> THE PROBLEM:
From the first line to the last, repeat the records exactly and skip the pictures.

> Source records:

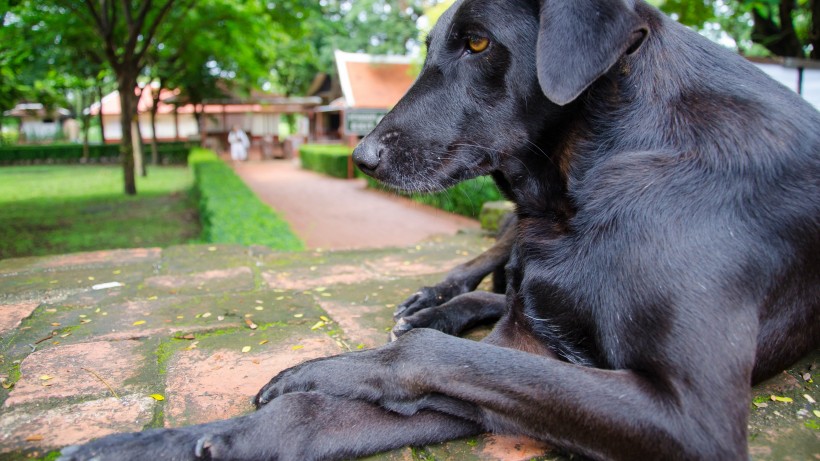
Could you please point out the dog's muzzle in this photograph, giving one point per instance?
(367, 155)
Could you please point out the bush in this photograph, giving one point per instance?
(330, 159)
(175, 153)
(465, 198)
(229, 210)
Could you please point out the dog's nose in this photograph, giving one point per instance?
(367, 155)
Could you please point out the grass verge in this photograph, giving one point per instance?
(231, 213)
(48, 210)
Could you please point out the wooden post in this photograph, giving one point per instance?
(352, 142)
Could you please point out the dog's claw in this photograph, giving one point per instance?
(401, 327)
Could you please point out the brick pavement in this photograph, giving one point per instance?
(96, 343)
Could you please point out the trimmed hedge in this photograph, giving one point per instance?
(175, 153)
(230, 212)
(465, 198)
(329, 159)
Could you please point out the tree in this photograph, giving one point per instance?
(228, 39)
(788, 28)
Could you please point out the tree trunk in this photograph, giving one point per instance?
(128, 104)
(154, 142)
(85, 98)
(814, 31)
(176, 122)
(139, 158)
(102, 127)
(781, 39)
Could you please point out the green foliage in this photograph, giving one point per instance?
(330, 159)
(70, 208)
(231, 213)
(170, 153)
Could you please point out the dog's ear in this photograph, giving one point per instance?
(580, 40)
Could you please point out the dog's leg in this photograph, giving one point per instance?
(604, 414)
(301, 426)
(455, 316)
(465, 277)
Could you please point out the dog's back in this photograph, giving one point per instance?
(728, 162)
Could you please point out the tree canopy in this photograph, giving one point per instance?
(788, 28)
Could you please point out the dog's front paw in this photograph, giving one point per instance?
(425, 298)
(431, 317)
(294, 379)
(347, 375)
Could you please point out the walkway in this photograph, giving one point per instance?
(332, 213)
(117, 341)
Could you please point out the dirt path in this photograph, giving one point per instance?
(332, 213)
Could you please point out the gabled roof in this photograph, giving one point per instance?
(374, 82)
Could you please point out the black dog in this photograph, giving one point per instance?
(443, 307)
(667, 250)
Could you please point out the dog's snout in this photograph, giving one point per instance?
(367, 155)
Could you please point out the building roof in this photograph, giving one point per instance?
(374, 82)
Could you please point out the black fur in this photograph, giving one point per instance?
(667, 251)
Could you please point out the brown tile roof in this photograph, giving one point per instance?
(374, 82)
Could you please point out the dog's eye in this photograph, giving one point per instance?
(477, 44)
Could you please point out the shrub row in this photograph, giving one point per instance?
(175, 153)
(330, 159)
(230, 212)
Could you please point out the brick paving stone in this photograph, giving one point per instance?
(11, 315)
(91, 259)
(218, 280)
(27, 428)
(63, 371)
(510, 448)
(361, 323)
(204, 386)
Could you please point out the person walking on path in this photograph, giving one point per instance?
(239, 144)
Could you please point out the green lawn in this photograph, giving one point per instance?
(63, 209)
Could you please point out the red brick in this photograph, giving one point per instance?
(68, 369)
(205, 386)
(73, 424)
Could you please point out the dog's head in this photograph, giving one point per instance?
(496, 77)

> SOLUTION BELOW:
Could you please point out the dog's muzzle in this photograph, giving one point per instance?
(367, 155)
Could you please point out the bush in this photograph, giving one point per instance?
(330, 159)
(175, 153)
(465, 198)
(229, 210)
Could you please point out the dog's nose in this photograph, giving one point per instance?
(367, 155)
Could you please point out the grass verge in this photograph, giving one point per instance?
(231, 213)
(48, 210)
Could you please point out the wooden post in this photograph, giving one point per instance?
(352, 142)
Could you please point out the dog's claw in this photograph, giving one point per instance?
(401, 327)
Could you please point out the brick pavement in this photograph, giving one point per instance?
(96, 343)
Could you please point out the trimmed hedge in this photograph, giving one point per instance?
(175, 153)
(230, 212)
(465, 198)
(329, 159)
Could you please point out the tree in this photograph, giving one point per instance?
(228, 39)
(788, 28)
Could you please point out the tree trunk in this photograph, giving one point per instance?
(128, 104)
(154, 142)
(85, 98)
(814, 31)
(176, 122)
(139, 158)
(102, 127)
(781, 39)
Could you please point out the green foliage in this photograph, giving one point per instance?
(330, 159)
(70, 208)
(231, 213)
(170, 153)
Could you please point out the dog's ear in this photograph, giving one point per instance?
(580, 40)
Could you please point out the dog's leg in this photograph, giving one point per instance?
(604, 414)
(301, 426)
(455, 316)
(465, 277)
Could you please point out the dog's back in this photograph, giving one point per instance?
(728, 162)
Could you please point out the tree canopy in this photograph, giving one point per instance?
(788, 28)
Could you please point out the dog's front paw in this photograph, giving one point per instance?
(425, 298)
(431, 317)
(294, 379)
(347, 375)
Could you please point out the walkway in this photograph, giving one point per instance?
(332, 213)
(117, 341)
Could you please point out the dirt path in this photograph, giving one point per instance?
(332, 213)
Could you please point out the gabled roof in this photograph, giving one point per instance?
(374, 82)
Could you please point out the black dog in this photograph, giving one point per instance?
(443, 307)
(667, 250)
Could you please point out the dog's snout in this photograph, giving one point per instance?
(367, 155)
Could you please point out the building roof in this photograph, giving one point per instance?
(374, 82)
Could you please point out the black fur in this photograph, giving one point per instance?
(667, 251)
Could you please point out the brown tile roof in this photograph, giving one point per instance?
(374, 82)
Could you please point out the dog's eye in this photograph, giving one point per instance?
(477, 44)
Could you please point out the shrub row in this photograph, giving one point per instance?
(175, 153)
(330, 159)
(230, 212)
Could you please point out the brick paving stone in this photograph, giving one point per instance?
(11, 315)
(91, 259)
(218, 280)
(27, 428)
(63, 371)
(510, 448)
(361, 323)
(204, 386)
Could you please point out the person walking on path in this photograph, giving one point per instance?
(239, 144)
Could you please point out the green lawn in this photograph, giving one point per instance?
(63, 209)
Could you please point out the red brick in this photograph, giving one point per instance?
(68, 369)
(205, 386)
(73, 424)
Could you please point out the dog's head in this photograph, giving one point per instance?
(496, 77)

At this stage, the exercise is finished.